- _SOURCE PASSAGE_
+-------+

The walk up the canyon was pleasant and quiet.  The hiking was easy, and the scenery was nice, with views of rugged cliffs above.  After a mile I reached a junction.  The route to Zabriskie Point and Gower Gulch climbs out of the canyon here, but I continued ahead.  I followed the canyon to its head in the Red Cathedral, an impressive redrock cliff.  There I scrambled up an adjacent ridge for even better views of the cliff and Manly Beacon – an dramatic spire towering above the canyon.


I backtracked to the junction and began the climb.  The stretch of trail connecting Golden Canyon and Gower Gulch is fantastic.  It featured endless views over the surrounding badlands.  The trail eventually took me directly below the cliffs of Manly Beacon.  Before long the actual Death Valley came into view below.  Beyond were some impressive mountains, including Telescope Peak, which was snow-covered.  That peak is the highest mountain in the park, at 11,049’. 


I reached the junction with the spur to Zabriskie Point, but continued ahead, descending into Gower Gulch.  Gower Gulch was less exciting, as it is a broad, rocky wash.  Eventually it narrowed a bit, and a couple of stretches required some mild scrambling.  I ran into two large groups in Gower Gulch, which was a bit startling, as I’d seen only 3 people up until that point.


I descended to the brink of a dry waterfall.  From here I followed a good trail along a bench that runs parallel and above Badwater Road.  This stretch of trail featured great views across Death Valley to the Panamint Range and Telescope Peak.  I returned to the car at 10:30, about 2 hours after starting out.


From there I drove down Badwater Road to Badwater Basin.  Badwater Basin is famous for being the lowest point in North America, at 289 feet below sea level.  Visiting it for the novelty was a necessity.  I had summited Mount Whitney back in 2007 at the end of my thru-hike of the John Muir Trail.  Mount Whitney is the highest point in the contiguous U.S., so it was only appropriate that I visit the lowest.  Ironically, the two places are only about 100 miles apart.

+-------+

- _PROBLEM SET_
a: Why was meeting the two large groups in Gower Gulch startling, according to the trip report?
b: Please return the part of the trip report that opens with the words containing "I reached the" and closes with "after starting out.".

- _RECORDS SUPPLIED_
+-------+

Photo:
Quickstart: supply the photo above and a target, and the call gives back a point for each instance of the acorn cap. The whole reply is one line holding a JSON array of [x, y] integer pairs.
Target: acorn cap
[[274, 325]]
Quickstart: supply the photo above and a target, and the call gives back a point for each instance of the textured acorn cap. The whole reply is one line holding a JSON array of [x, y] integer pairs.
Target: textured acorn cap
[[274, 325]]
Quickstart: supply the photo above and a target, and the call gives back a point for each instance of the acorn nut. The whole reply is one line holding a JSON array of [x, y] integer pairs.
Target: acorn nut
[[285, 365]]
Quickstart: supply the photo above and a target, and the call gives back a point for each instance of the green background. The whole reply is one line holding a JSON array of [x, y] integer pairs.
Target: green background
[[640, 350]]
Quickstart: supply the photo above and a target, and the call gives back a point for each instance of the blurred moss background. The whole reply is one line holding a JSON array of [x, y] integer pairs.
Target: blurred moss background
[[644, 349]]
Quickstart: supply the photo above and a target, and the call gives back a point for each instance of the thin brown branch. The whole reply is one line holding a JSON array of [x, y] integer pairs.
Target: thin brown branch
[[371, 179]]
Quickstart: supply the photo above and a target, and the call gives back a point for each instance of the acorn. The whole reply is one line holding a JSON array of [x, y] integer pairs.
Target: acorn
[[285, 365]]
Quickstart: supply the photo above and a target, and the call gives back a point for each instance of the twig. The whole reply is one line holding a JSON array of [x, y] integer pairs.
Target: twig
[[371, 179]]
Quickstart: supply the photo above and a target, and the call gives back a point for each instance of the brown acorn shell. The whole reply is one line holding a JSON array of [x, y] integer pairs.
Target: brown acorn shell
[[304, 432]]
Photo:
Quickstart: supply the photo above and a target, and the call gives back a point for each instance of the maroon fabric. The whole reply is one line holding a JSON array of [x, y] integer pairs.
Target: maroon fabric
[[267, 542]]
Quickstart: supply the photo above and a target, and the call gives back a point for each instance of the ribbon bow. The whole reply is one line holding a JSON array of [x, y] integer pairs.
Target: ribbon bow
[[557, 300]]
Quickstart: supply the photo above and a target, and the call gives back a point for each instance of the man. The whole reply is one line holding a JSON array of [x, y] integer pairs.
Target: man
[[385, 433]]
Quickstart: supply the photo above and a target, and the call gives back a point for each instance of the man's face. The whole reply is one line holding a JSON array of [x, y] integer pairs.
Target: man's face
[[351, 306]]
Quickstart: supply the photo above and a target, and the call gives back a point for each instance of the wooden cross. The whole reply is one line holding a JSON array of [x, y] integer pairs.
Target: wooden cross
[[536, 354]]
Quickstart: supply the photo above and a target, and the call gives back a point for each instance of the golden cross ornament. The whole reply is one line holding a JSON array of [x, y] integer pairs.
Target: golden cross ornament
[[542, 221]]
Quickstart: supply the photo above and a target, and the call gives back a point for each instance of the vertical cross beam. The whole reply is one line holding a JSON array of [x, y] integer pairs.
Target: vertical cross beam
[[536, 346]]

+-------+

- _ANSWERS TO THE PROBLEMS_
a: It was startling because the writer had seen only three people up until that point.

b:
I reached the junction with the spur to Zabriskie Point, but continued ahead, descending into Gower Gulch.  Gower Gulch was less exciting, as it is a broad, rocky wash.  Eventually it narrowed a bit, and a couple of stretches required some mild scrambling.  I ran into two large groups in Gower Gulch, which was a bit startling, as I’d seen only 3 people up until that point.


I descended to the brink of a dry waterfall.  From here I followed a good trail along a bench that runs parallel and above Badwater Road.  This stretch of trail featured great views across Death Valley to the Panamint Range and Telescope Peak.  I returned to the car at 10:30, about 2 hours after starting out.